● Task to carry out
Leave the pictures out and reproduce all the entries word for word.

Dataset entries:
_ _ _ _ _ _ _

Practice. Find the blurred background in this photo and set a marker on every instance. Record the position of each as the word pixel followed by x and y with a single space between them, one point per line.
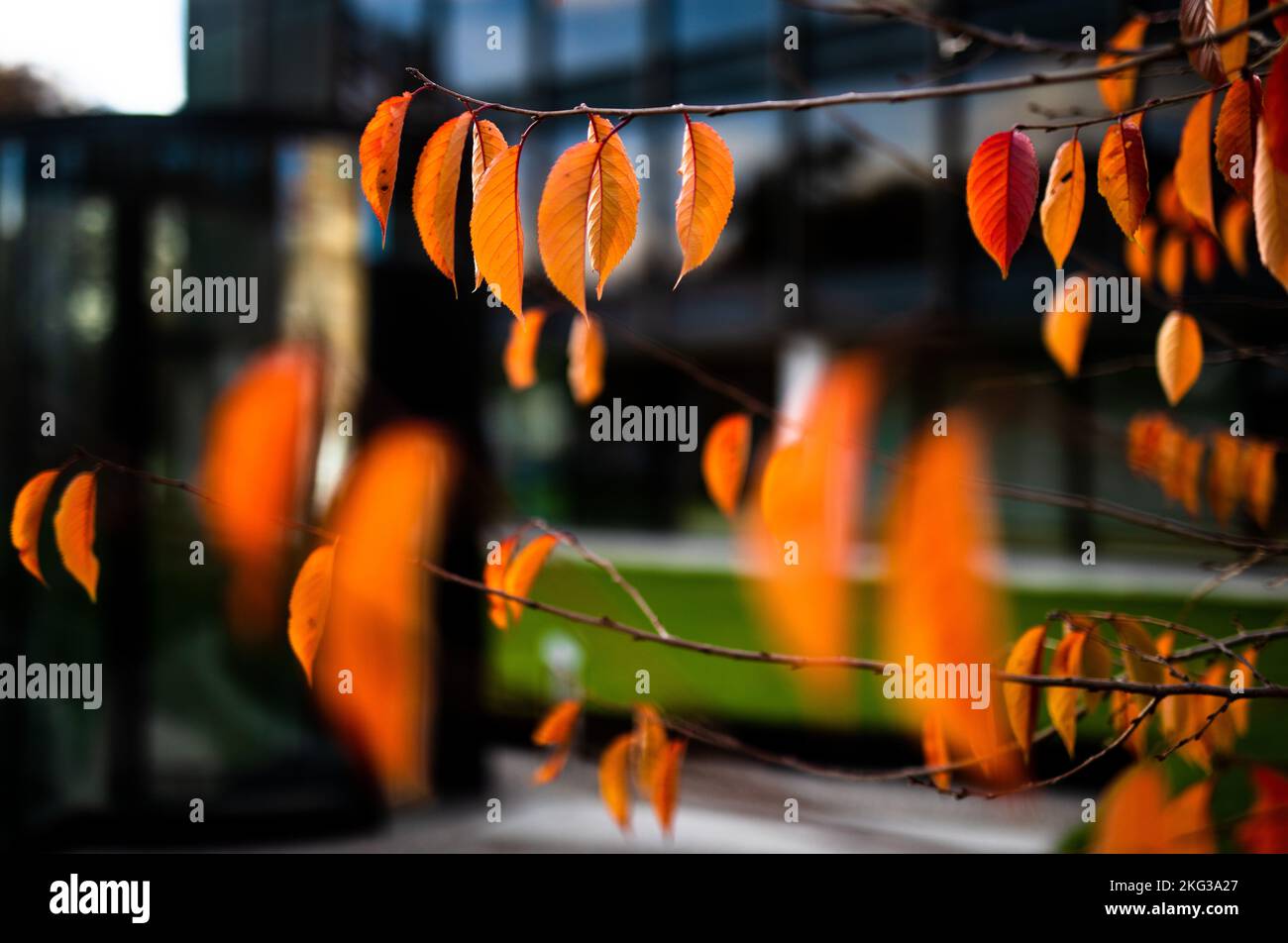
pixel 224 159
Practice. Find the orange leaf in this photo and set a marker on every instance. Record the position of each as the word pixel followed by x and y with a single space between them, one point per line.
pixel 377 155
pixel 520 350
pixel 1001 193
pixel 1234 51
pixel 496 230
pixel 1193 170
pixel 724 460
pixel 1061 206
pixel 310 595
pixel 934 749
pixel 1198 21
pixel 587 360
pixel 562 222
pixel 1270 205
pixel 1137 817
pixel 1021 702
pixel 1119 90
pixel 558 725
pixel 523 571
pixel 1179 355
pixel 1236 133
pixel 1124 175
pixel 614 786
pixel 487 144
pixel 1265 827
pixel 706 193
pixel 666 784
pixel 27 513
pixel 73 531
pixel 1138 253
pixel 1063 702
pixel 1064 326
pixel 1171 262
pixel 614 202
pixel 433 192
pixel 1235 218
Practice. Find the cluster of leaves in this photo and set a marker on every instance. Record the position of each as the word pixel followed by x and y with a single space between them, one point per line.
pixel 590 201
pixel 1237 471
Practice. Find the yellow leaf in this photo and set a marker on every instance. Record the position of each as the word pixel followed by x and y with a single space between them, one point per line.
pixel 724 460
pixel 73 531
pixel 614 201
pixel 377 155
pixel 614 786
pixel 496 230
pixel 587 360
pixel 433 192
pixel 27 513
pixel 1193 171
pixel 520 350
pixel 523 571
pixel 1179 355
pixel 706 193
pixel 562 222
pixel 310 596
pixel 1021 702
pixel 1061 206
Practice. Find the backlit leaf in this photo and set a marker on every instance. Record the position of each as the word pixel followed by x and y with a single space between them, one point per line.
pixel 29 510
pixel 724 460
pixel 1179 355
pixel 706 193
pixel 73 531
pixel 1001 193
pixel 377 155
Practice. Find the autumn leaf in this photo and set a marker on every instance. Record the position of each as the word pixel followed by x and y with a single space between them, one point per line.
pixel 934 749
pixel 562 222
pixel 29 510
pixel 1138 253
pixel 724 460
pixel 310 595
pixel 1234 51
pixel 706 193
pixel 1198 22
pixel 1270 208
pixel 614 202
pixel 523 571
pixel 1061 206
pixel 496 230
pixel 1124 175
pixel 1021 701
pixel 614 786
pixel 1137 817
pixel 73 531
pixel 433 192
pixel 666 784
pixel 1119 90
pixel 1263 828
pixel 1193 170
pixel 1236 134
pixel 1235 217
pixel 520 350
pixel 377 155
pixel 1001 193
pixel 587 360
pixel 1179 355
pixel 485 145
pixel 1065 325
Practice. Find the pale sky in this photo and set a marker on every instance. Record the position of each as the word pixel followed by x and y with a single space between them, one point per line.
pixel 127 55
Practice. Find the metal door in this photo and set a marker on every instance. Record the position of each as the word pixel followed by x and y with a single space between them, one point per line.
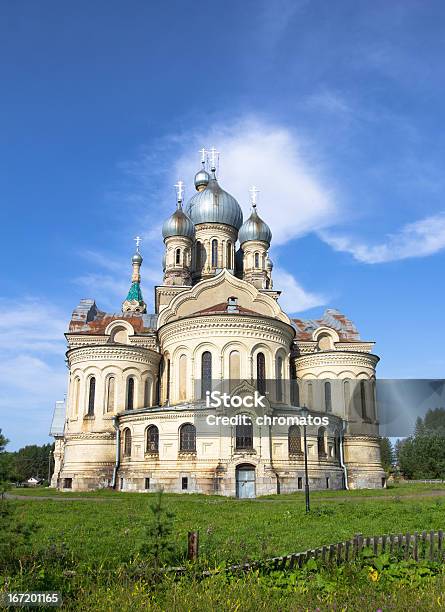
pixel 245 482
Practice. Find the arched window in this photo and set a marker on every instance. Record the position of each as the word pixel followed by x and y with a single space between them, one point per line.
pixel 111 393
pixel 310 395
pixel 363 399
pixel 91 396
pixel 294 440
pixel 347 395
pixel 244 435
pixel 182 378
pixel 166 380
pixel 234 368
pixel 199 256
pixel 294 386
pixel 206 373
pixel 320 442
pixel 261 373
pixel 130 393
pixel 279 379
pixel 214 253
pixel 187 438
pixel 147 391
pixel 328 396
pixel 127 443
pixel 229 255
pixel 76 396
pixel 152 440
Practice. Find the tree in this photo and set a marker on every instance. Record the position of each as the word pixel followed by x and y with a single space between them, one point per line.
pixel 423 454
pixel 386 453
pixel 4 463
pixel 31 461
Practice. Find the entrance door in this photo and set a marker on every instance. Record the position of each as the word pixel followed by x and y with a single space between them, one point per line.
pixel 245 481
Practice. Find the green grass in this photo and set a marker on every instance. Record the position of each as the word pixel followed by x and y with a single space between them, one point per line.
pixel 111 530
pixel 95 561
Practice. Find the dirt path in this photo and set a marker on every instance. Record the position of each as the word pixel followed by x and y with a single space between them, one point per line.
pixel 389 497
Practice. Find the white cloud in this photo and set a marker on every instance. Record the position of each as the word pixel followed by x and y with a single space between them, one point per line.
pixel 418 239
pixel 294 298
pixel 293 199
pixel 33 372
pixel 33 326
pixel 110 288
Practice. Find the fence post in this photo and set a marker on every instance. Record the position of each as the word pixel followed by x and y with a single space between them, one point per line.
pixel 424 544
pixel 193 545
pixel 432 534
pixel 407 544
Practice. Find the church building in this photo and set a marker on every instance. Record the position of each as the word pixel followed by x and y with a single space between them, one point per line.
pixel 137 415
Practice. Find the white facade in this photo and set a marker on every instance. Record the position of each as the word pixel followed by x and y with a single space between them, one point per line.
pixel 136 416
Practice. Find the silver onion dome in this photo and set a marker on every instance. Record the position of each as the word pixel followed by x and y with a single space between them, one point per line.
pixel 179 224
pixel 202 179
pixel 255 229
pixel 214 205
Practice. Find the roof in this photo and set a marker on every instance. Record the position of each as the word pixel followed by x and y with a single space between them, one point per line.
pixel 331 318
pixel 87 319
pixel 58 422
pixel 224 307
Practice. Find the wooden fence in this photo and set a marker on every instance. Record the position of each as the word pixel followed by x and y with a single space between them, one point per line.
pixel 417 546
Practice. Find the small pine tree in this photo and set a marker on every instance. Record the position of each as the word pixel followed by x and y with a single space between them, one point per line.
pixel 158 547
pixel 387 453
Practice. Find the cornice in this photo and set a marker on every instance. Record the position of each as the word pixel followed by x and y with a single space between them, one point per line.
pixel 327 358
pixel 93 435
pixel 113 352
pixel 219 325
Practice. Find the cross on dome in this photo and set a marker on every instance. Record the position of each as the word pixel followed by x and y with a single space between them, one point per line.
pixel 214 158
pixel 179 190
pixel 253 195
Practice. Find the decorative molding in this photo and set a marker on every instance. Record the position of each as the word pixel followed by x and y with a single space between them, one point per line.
pixel 93 435
pixel 113 352
pixel 219 325
pixel 334 358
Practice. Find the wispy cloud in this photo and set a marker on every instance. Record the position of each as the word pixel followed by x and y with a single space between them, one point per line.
pixel 294 298
pixel 419 239
pixel 33 326
pixel 293 197
pixel 33 372
pixel 108 284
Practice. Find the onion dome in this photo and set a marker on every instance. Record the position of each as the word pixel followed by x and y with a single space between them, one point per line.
pixel 202 179
pixel 179 224
pixel 214 205
pixel 255 229
pixel 137 258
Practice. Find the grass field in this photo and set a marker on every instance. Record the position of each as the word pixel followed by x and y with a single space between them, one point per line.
pixel 102 533
pixel 111 529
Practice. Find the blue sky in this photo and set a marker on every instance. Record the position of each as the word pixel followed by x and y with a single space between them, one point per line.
pixel 333 109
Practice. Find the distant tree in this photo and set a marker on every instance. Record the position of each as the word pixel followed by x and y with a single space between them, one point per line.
pixel 3 442
pixel 4 464
pixel 31 461
pixel 423 454
pixel 386 453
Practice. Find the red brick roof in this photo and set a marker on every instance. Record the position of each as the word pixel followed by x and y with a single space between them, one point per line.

_ _ _ _ _ _ _

● Solution to this exercise
Practice. Find the blurred background in this photo and set a marker on every instance. Record the position of each as the word pixel followed by x and y with a single space between them, one point per line.
pixel 224 159
Practice. Find the orange leaf in this photo and set a marker on every instance. Record the position of each as the word pixel followed by x and y with a single space between them, one point per line.
pixel 377 155
pixel 520 350
pixel 1001 193
pixel 1234 51
pixel 496 230
pixel 1193 170
pixel 724 460
pixel 1061 206
pixel 310 595
pixel 934 749
pixel 1198 21
pixel 587 360
pixel 562 222
pixel 1270 205
pixel 1137 817
pixel 1021 702
pixel 1119 90
pixel 558 725
pixel 523 571
pixel 1179 355
pixel 1236 133
pixel 1124 175
pixel 614 786
pixel 487 144
pixel 1265 827
pixel 706 193
pixel 666 784
pixel 27 513
pixel 73 531
pixel 1138 253
pixel 1063 702
pixel 1064 326
pixel 1171 262
pixel 614 202
pixel 433 192
pixel 1235 218
Practice. Find the cluster of leaves in this photo and set a marker on every instance. Record the position of each as the word pixel followed by x and y with a single space between them, one point per line.
pixel 590 201
pixel 1237 471
Practice. Find the yellow leaf in this photo and set a marker on every instance. Record the position of each as the word pixel followed by x and y with a single space between them, one point per line.
pixel 724 460
pixel 73 531
pixel 614 201
pixel 377 155
pixel 614 786
pixel 496 230
pixel 587 360
pixel 433 192
pixel 27 513
pixel 1193 171
pixel 520 350
pixel 523 571
pixel 1179 355
pixel 706 193
pixel 562 222
pixel 310 596
pixel 1021 702
pixel 1061 206
Practice. Find the backlit leaf in this photo and set a marker on every instance. Record the position of each as the word pixel followed by x and y with a single space between them, one point per line.
pixel 29 510
pixel 724 460
pixel 1179 355
pixel 706 193
pixel 73 531
pixel 1001 193
pixel 377 155
Practice. Find the autumn leaf in this photo and set a marker on every instance. Record the position of each as the word pixel followed by x and y with a single space between them, one point per line.
pixel 934 749
pixel 562 222
pixel 29 510
pixel 1138 253
pixel 724 460
pixel 310 595
pixel 1234 51
pixel 706 193
pixel 1198 22
pixel 1270 208
pixel 614 202
pixel 523 571
pixel 1061 206
pixel 496 230
pixel 1124 175
pixel 1021 701
pixel 614 786
pixel 1137 817
pixel 73 531
pixel 433 192
pixel 666 784
pixel 1119 90
pixel 1263 828
pixel 1193 170
pixel 1236 134
pixel 1235 217
pixel 520 350
pixel 377 155
pixel 1001 193
pixel 587 360
pixel 1179 355
pixel 485 145
pixel 1065 325
Practice. Find the pale sky in this photo and set a marker on every instance. Record the position of each as the word pixel followed by x and y with a single space between them, one point per line.
pixel 127 55
Practice. Find the metal door in this photo and set a marker on every instance. Record the position of each as the word pixel followed by x and y with a single space between them, one point per line.
pixel 245 482
Practice. Find the arched window in this photo and set a marker on every instance. Record the position of each as the word pixel followed by x and y with a single space between them, one point per line.
pixel 111 393
pixel 310 395
pixel 363 399
pixel 91 396
pixel 294 440
pixel 347 395
pixel 244 435
pixel 182 378
pixel 166 380
pixel 234 368
pixel 199 256
pixel 294 386
pixel 206 373
pixel 320 442
pixel 261 373
pixel 130 393
pixel 279 379
pixel 214 253
pixel 187 438
pixel 147 391
pixel 328 396
pixel 127 443
pixel 229 255
pixel 76 396
pixel 152 440
Practice. Find the tree in this photo and set a marker on every instance. Record the position of each as the word pixel followed by x and y with a single space between them, one point per line.
pixel 423 454
pixel 386 453
pixel 4 463
pixel 31 461
Practice. Find the entrance door in this photo and set a marker on every instance. Record the position of each as the word pixel followed by x and y with a single space between them, one point per line.
pixel 245 481
Practice. Find the green grass in this photo and set a marker on every instance. Record the position of each as the word pixel followed by x and y with a single space between them, one point per line.
pixel 111 530
pixel 95 561
Practice. Find the dirt path in this photo and set a marker on every instance. Record the position of each as the word pixel followed by x and y with a single space between them, one point per line.
pixel 389 497
Practice. Find the white cloud in this photo and set a marker on every instance. Record the position of each as the word pixel followed by x and y with a single space between them, one point per line.
pixel 418 239
pixel 294 298
pixel 293 199
pixel 33 372
pixel 33 326
pixel 110 288
Practice. Find the fence post in this photo and set a marker on every instance. Record the position of each as the word pixel followed by x and y with a single space between them, one point per line.
pixel 424 544
pixel 193 545
pixel 432 534
pixel 407 544
Practice. Find the church building in this photo and set a marker on every instance. Record the position of each as the word pixel followed by x and y with a single space between them, one point per line.
pixel 137 415
Practice. Find the white facade in this photo and set a marker on every instance. Record the position of each as the word pixel followed by x and y with a single space between them, one point per line.
pixel 136 416
Practice. Find the silver onion dome in this photo and set a marker on every instance. Record the position of each as the word pixel followed by x and y with a single space between them, one point per line.
pixel 179 224
pixel 202 179
pixel 255 229
pixel 214 205
Practice. Find the roof in this photo and set a marker on every instance. Record the position of each as the word pixel followed by x and y with a single space between them, one point per line.
pixel 331 318
pixel 87 319
pixel 58 422
pixel 224 307
Practice. Find the wooden fence in this photo and set a marker on every instance. Record the position of each as the word pixel followed by x and y with a single space between them, one point per line.
pixel 417 546
Practice. Find the small pine tree in this photo and set a marker on every instance. Record the position of each as the word pixel followed by x and y with a single space between them, one point per line.
pixel 158 547
pixel 387 453
Practice. Find the cornice in this photo and set a marker on every instance. Record the position of each as the word pixel followed by x and y with a single space between them, one point per line.
pixel 327 358
pixel 93 435
pixel 113 352
pixel 219 325
Practice. Find the cross on dome in this photo and set a marker on every instance. Record the position of each as the word pixel followed by x and y with a single space between them, one point per line.
pixel 214 158
pixel 179 190
pixel 253 195
Practice. Find the decorative molding in this photo and set a marker on every instance. Record the position of each as the word pixel followed by x and y with a single space between them, one point per line.
pixel 93 435
pixel 113 352
pixel 219 325
pixel 334 358
Practice. Find the wispy cloud in this photo and set a marker on every instance. Record the position of each as the word pixel followed by x and y with a single space between them, one point per line.
pixel 294 298
pixel 419 239
pixel 33 326
pixel 293 197
pixel 33 372
pixel 108 284
Practice. Find the onion dome in this photo and set a marker on every instance. Record the position of each as the word pixel followed by x and y with a single space between them, one point per line.
pixel 202 179
pixel 179 224
pixel 214 205
pixel 255 229
pixel 137 258
Practice. Find the grass field in this photo and set a marker on every instance. Record the position of each as the word pixel followed by x and y with a single space between them, one point per line.
pixel 102 533
pixel 111 529
Practice. Find the blue sky in this photo and set a marker on every instance. Record the position of each as the word pixel followed by x and y with a single space between them, one point per line.
pixel 333 109
Practice. Find the distant tree in this photo and set a marker on every instance. Record the position of each as the word pixel followed by x and y with a single space between them, one point per line.
pixel 3 442
pixel 4 464
pixel 31 461
pixel 423 454
pixel 386 453
Practice. Find the red brick roof in this photo and set a marker on every instance. Record the position of each as the word pixel followed by x and y with a single space between them, one point per line.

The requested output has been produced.